*TEXT SEGMENT*.

☆ ☆ ☆ ☆ ☆

In the penthouse/cave of wonders/studio/etc; my desktop sports 1gig memory. Regular Ubuntu 11.10 is in full play but..........short. Gnome Shell doesn't work well at all. I am so surprised Gnome is supposed to run on anything. The Classic desktop works, the Shell doesn't. Unity works and if you want snappy download Unity 2D (without the effects). What!?! effects are the key here. Effects are alpha channels, you know transparencies, shadows and overlays. Some graphics chips/cards handle that stuff well and some NOT. Having more memory can overcome this sometimes when the calculations are handled in software but doing it on the graphics chip is effortless.

“We have a verdict here!”, the penguin judge said as he slaps the fish-gavel on the table! Unity is improved and will take a while to develop efficient user navigation the likes of the older drop down menus. Same for Gnome shell. Reminds me of Win7 and the dreaded ribbon interface for XP users. A fresh approach requires a new mindset (and practice), it also invites new perspectives and new possibilities. Now, if the old ways are wanted, Gnome Classic (for now), XFCE is still here and E17. Upgrading your hardware is most valuable to increase your enjoyment of the new interfaces Unity and Gnome Shell. AND in the spirit of Linux and Open Source, the land of multiple solutions, if you can't come to grips with this, change it to that! And if that is not enough, MS Win7 OS and Mac OS are still available. You still compute, but you'll have to leave the Linuxville city limits. Not a worry, Open Source Software will let you in on fun we have in Linuxville.

Wednesday, October 12, 2011

Open Source cuts the mustard

In the Linuxville Cafe the conversation is lively, the food is great and the views are unnoticed. Everybody's got some device to click, pat, tap or talk to.

Of Course I only scratch the surface! When you go too deep there are droves of folks running out of here. Only the faithful remain and the two-bit gotta say something not terse person. But you know the Open Source crowd is a gaggle of winers and diners. We savor what we use and exercise our discriminating taste with that hint of distraction, “suit yourself”.

☆ ☆ ☆ ☆ ☆

*RECORD EXTRACTS*.

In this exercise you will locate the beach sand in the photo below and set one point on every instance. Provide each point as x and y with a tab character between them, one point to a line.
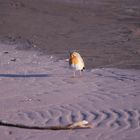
39	90
105	32
36	83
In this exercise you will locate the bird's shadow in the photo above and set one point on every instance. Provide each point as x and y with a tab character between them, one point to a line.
24	75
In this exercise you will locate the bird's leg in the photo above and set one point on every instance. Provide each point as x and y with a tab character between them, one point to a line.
80	73
74	73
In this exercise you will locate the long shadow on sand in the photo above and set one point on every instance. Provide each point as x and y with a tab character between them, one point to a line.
24	75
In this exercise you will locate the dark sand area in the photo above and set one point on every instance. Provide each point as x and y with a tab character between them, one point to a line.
105	32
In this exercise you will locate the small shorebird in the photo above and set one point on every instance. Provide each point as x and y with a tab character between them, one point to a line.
76	62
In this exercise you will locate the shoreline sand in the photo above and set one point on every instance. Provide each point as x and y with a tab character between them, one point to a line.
106	33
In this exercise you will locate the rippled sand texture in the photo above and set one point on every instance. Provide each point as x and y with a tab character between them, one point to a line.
39	90
106	32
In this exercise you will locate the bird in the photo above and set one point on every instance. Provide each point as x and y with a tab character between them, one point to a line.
76	62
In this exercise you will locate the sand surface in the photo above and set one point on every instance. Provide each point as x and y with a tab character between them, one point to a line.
39	90
36	84
105	32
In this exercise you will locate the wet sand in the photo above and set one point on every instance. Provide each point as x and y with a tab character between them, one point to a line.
106	33
37	90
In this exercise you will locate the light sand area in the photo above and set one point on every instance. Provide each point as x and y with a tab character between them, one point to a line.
106	32
37	89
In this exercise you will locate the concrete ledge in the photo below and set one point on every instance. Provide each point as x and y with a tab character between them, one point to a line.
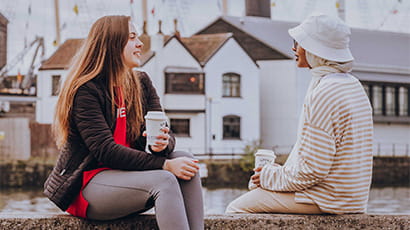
237	222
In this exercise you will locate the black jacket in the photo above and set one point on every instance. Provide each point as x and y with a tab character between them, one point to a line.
91	141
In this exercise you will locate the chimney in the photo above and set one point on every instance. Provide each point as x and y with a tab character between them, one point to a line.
259	8
145	38
157	40
176	31
224	7
3	40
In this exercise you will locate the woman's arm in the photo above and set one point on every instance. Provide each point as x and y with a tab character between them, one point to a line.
89	119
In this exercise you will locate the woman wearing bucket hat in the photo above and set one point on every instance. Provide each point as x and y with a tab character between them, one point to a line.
329	169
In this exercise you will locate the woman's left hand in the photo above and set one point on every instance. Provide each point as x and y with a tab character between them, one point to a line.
256	177
162	140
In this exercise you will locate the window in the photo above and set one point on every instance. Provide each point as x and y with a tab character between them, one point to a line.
184	83
231	127
180	127
55	87
231	85
388	99
404	101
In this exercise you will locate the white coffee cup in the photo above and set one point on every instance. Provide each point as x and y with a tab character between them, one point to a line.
154	122
262	158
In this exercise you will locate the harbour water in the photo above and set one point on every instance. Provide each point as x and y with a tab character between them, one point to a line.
387	200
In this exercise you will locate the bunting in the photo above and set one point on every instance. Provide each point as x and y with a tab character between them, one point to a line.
75	9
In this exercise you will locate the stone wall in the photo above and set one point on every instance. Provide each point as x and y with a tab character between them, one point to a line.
391	171
222	222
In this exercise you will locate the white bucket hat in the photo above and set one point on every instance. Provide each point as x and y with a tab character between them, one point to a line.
324	36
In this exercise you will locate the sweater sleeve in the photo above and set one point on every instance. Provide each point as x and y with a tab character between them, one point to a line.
314	156
312	164
87	114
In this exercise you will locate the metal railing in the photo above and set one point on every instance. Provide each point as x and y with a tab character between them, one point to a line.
379	149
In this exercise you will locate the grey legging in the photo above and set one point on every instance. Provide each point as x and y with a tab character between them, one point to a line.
112	194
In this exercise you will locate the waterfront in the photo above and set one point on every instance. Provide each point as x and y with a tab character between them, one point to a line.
386	200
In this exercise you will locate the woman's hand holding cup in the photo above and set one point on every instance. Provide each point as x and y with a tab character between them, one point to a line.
182	167
162	140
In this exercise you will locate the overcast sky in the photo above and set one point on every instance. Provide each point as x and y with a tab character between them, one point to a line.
23	27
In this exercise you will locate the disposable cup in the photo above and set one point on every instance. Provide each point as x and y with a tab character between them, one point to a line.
263	157
154	122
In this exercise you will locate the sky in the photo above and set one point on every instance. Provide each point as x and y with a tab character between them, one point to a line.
31	18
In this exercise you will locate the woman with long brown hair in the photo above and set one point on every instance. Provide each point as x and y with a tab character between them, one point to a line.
103	171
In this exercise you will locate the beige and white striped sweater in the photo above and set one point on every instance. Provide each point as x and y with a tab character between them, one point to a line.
333	165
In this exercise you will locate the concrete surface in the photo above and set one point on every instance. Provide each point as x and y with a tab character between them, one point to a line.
229	222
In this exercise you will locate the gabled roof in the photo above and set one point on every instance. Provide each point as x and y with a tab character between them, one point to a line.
62	57
369	47
262	38
203	47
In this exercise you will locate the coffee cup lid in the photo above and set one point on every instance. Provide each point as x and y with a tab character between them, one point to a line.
155	115
264	152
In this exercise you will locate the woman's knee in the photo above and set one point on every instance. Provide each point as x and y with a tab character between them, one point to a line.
234	207
165	177
181	154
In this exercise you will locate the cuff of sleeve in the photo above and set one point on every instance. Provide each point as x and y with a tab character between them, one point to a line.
160	161
267	176
164	152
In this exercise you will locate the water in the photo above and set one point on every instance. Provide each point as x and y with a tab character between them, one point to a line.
387	200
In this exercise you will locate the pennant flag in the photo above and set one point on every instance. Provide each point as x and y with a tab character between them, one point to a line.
19	77
75	9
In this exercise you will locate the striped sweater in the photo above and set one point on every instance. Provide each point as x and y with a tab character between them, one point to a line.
332	166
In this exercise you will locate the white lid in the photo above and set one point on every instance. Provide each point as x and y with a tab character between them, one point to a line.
265	152
155	115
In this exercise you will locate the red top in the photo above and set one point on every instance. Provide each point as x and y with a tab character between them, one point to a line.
80	204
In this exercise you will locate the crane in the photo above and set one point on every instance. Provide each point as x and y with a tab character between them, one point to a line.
28	79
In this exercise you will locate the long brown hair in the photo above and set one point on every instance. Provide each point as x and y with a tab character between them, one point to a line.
101	55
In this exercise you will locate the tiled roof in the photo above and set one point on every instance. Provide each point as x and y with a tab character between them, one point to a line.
62	57
204	46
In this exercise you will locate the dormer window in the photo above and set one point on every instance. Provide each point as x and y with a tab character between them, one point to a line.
184	81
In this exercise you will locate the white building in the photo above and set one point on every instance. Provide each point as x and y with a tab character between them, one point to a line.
206	83
382	64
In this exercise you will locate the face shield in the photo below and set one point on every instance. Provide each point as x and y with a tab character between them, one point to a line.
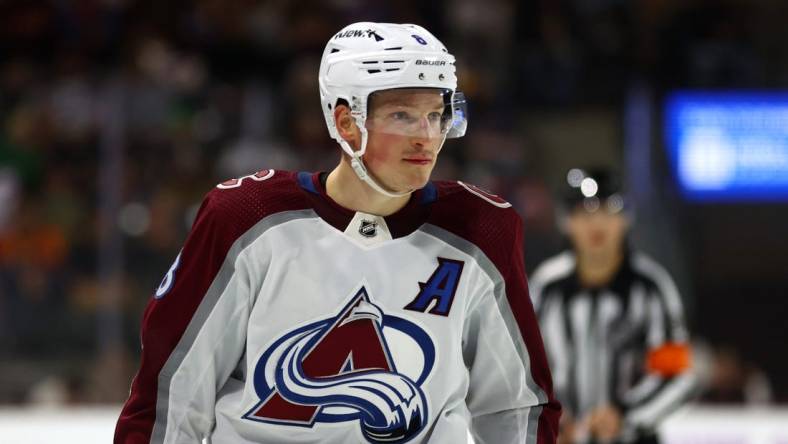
428	113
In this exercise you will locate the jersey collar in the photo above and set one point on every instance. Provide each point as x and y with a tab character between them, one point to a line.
405	221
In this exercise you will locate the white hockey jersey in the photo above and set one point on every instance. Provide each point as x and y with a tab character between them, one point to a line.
287	318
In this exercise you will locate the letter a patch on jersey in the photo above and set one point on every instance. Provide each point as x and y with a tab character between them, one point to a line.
440	287
342	369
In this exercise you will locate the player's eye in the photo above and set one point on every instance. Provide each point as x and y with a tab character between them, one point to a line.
402	116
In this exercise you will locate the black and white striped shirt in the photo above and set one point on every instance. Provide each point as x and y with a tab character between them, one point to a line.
597	339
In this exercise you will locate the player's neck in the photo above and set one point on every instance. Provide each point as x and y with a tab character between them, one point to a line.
346	189
598	270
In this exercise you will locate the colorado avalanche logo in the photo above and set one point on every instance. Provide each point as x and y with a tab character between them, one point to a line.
343	369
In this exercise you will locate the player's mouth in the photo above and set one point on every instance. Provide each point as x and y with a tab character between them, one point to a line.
418	160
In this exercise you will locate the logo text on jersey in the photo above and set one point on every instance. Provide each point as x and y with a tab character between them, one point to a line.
440	288
347	369
368	228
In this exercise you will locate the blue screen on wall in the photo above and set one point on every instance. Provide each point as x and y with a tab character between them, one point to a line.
729	146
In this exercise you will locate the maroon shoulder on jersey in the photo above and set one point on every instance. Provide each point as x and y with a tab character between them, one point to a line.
227	212
492	225
479	217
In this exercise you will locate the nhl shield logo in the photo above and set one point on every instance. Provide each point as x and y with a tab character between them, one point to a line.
368	228
355	367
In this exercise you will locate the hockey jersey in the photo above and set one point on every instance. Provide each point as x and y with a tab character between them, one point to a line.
287	318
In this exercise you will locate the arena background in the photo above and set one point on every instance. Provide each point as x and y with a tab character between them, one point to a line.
117	116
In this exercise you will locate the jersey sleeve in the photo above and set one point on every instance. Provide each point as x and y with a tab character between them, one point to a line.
510	396
669	378
193	332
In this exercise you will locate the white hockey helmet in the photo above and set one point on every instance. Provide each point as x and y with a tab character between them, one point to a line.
367	57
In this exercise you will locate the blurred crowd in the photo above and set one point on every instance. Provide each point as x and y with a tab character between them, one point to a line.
117	116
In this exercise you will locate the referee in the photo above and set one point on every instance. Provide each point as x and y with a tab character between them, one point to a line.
612	322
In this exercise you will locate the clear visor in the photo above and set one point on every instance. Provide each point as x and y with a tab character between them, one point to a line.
428	113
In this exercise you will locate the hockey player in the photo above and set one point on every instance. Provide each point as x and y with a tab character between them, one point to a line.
368	304
612	322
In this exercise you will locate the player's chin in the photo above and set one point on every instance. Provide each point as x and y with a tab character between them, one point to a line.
418	178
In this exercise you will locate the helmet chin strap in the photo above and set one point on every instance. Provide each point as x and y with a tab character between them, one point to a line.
361	170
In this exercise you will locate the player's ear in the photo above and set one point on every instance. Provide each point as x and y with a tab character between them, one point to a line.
346	124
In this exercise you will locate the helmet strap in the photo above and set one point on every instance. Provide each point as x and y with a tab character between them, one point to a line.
357	163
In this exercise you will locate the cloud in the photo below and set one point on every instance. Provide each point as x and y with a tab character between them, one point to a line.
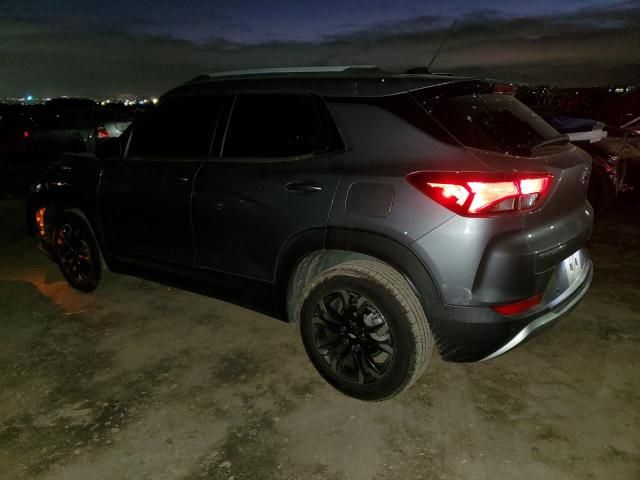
589	47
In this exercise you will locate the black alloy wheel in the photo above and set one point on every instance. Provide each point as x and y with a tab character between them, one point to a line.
364	329
352	336
77	253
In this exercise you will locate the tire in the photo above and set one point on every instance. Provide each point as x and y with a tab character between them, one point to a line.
76	252
380	344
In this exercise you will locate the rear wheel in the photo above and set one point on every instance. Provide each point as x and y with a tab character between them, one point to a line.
364	330
77	253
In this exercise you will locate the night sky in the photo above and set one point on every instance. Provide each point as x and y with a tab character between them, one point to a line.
106	47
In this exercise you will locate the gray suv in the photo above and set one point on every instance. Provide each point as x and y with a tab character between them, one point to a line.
385	214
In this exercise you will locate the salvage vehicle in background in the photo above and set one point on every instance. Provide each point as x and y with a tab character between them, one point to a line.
16	127
74	125
386	214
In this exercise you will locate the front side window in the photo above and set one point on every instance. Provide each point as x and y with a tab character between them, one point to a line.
178	127
276	125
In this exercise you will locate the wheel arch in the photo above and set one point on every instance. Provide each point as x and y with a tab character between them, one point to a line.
308	254
57	203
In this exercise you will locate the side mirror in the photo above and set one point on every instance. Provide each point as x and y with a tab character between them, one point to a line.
108	148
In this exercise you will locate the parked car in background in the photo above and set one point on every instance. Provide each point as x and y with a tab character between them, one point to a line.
16	128
386	214
74	125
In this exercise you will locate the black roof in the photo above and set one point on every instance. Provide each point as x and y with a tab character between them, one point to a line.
350	82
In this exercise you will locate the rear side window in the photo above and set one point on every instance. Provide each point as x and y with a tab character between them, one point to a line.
488	121
278	125
178	127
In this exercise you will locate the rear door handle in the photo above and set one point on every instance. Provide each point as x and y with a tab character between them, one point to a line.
306	187
176	178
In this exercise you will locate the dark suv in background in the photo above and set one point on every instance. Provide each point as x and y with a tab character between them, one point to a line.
383	213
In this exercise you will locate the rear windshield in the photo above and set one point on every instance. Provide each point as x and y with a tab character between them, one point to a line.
488	121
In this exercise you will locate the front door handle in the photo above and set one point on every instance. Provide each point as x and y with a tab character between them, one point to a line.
176	178
306	187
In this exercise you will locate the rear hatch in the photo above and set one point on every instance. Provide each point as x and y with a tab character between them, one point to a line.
506	135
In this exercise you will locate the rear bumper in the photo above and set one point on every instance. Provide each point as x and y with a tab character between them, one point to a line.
554	311
470	334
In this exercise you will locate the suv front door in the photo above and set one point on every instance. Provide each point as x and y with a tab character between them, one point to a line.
145	198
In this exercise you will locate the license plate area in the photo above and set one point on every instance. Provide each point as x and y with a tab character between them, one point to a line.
572	267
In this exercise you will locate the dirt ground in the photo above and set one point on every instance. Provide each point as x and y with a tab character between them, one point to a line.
141	381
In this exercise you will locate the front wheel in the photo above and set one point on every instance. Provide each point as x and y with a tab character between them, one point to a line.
76	251
364	330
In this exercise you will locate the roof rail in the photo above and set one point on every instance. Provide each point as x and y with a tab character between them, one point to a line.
284	70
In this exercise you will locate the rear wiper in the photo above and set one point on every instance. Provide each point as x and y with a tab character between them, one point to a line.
559	140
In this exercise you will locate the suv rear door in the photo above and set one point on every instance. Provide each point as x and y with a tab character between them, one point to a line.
276	177
145	198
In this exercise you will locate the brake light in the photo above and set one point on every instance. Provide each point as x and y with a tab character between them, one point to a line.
477	194
518	307
40	222
505	88
102	132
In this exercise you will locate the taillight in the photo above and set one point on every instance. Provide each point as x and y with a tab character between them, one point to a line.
505	88
477	194
519	306
40	222
102	132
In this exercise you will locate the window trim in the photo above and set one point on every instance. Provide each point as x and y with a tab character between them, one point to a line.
176	158
340	145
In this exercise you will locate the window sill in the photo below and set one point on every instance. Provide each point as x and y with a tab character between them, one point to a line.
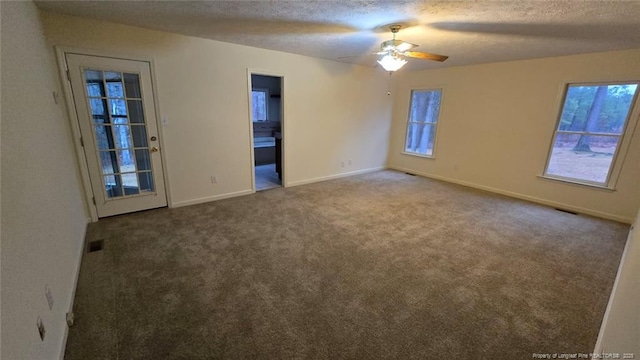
577	182
418	155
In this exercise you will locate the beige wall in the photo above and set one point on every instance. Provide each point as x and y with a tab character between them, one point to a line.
496	125
620	332
43	216
333	111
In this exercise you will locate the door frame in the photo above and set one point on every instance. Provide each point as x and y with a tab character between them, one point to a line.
283	126
74	121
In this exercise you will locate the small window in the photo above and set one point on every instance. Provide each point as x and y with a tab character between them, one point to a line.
260	101
423	121
589	132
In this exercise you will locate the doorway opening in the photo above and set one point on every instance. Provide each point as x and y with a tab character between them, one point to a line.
266	120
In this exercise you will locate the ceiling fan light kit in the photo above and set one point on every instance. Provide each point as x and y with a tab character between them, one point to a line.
393	52
391	63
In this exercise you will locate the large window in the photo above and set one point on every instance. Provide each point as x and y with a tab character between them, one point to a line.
259	102
590	131
423	121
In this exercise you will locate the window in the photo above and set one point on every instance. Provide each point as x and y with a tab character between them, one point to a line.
589	132
423	120
259	101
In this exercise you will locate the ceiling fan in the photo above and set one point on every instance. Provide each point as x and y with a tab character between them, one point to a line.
394	52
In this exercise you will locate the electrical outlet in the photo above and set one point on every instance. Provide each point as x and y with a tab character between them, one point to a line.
40	326
47	294
70	319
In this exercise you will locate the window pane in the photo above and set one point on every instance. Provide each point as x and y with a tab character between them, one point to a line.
117	107
567	160
420	138
259	103
114	89
104	138
139	135
122	136
425	106
132	85
126	160
590	109
130	183
98	107
423	118
597	108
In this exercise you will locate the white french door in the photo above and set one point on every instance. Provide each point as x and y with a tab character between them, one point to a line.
114	102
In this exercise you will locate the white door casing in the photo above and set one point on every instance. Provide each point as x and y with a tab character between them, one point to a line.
114	102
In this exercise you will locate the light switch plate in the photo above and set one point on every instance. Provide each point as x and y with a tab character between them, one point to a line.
47	293
40	328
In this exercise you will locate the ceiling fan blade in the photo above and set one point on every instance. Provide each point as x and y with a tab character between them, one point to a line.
425	56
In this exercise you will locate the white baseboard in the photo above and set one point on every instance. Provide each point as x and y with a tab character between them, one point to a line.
335	176
76	277
210	198
534	199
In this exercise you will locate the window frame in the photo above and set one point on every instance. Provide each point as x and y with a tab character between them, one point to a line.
266	104
623	143
434	124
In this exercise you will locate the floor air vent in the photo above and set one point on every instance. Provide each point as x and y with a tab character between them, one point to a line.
567	211
96	245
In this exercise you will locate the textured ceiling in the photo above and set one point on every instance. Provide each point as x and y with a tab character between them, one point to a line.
469	32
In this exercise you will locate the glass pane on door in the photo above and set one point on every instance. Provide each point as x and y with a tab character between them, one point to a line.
114	99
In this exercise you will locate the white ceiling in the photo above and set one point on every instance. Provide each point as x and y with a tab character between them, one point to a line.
470	32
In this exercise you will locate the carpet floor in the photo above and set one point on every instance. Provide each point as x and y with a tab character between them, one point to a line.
376	266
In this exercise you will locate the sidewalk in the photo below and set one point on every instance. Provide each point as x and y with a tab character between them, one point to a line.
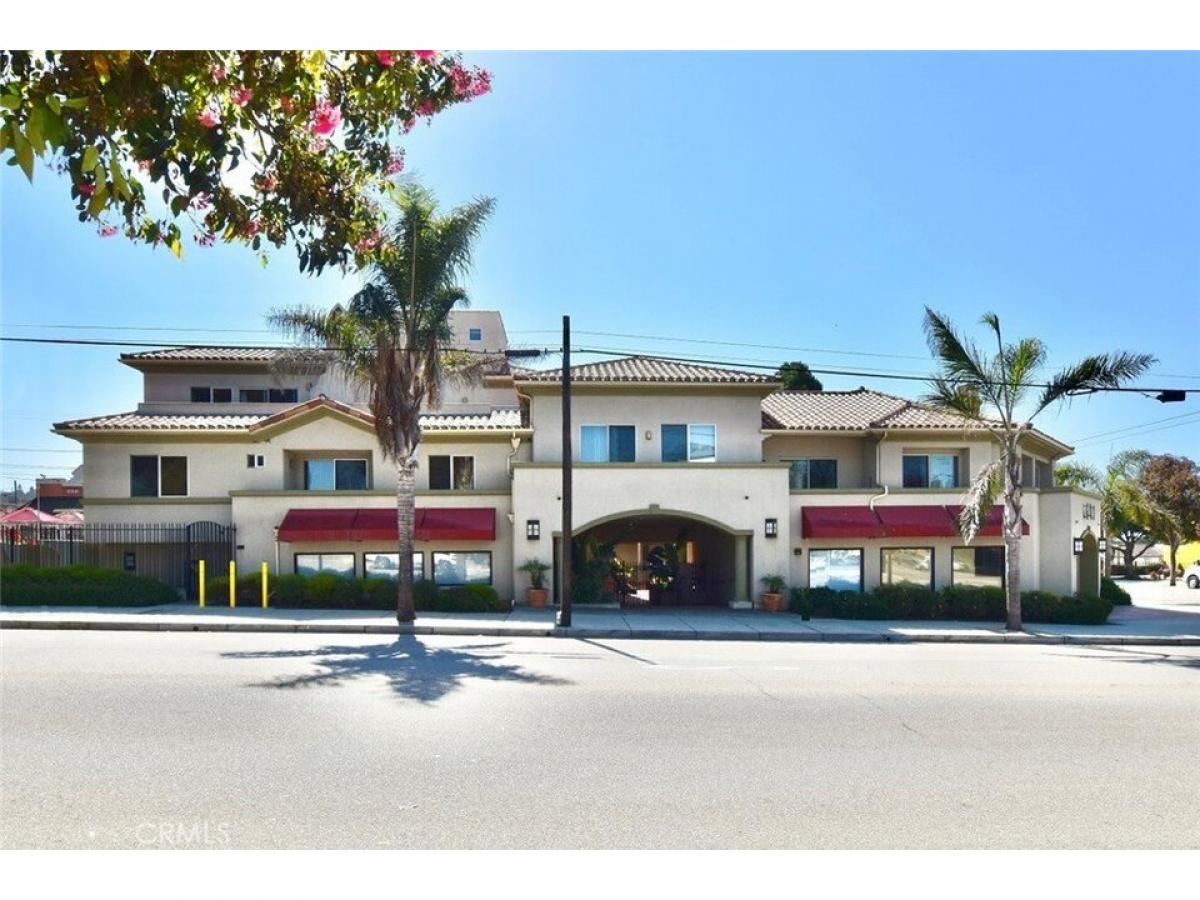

☆ ☆ ☆ ☆ ☆

*REQUIRED WORK*.
a – According to the Linux blog excerpt, how much memory does the writer's desktop have?
b – Reproduce the stretch of the Linux blog excerpt that begins with the words "Open Source cuts" and ends with "or talk to.".
The items aren't needed for this.

*FULL ANSWERS*.
a – 1 gig

b –
Open Source cuts the mustard

In the Linuxville Cafe the conversation is lively, the food is great and the views are unnoticed. Everybody's got some device to click, pat, tap or talk to.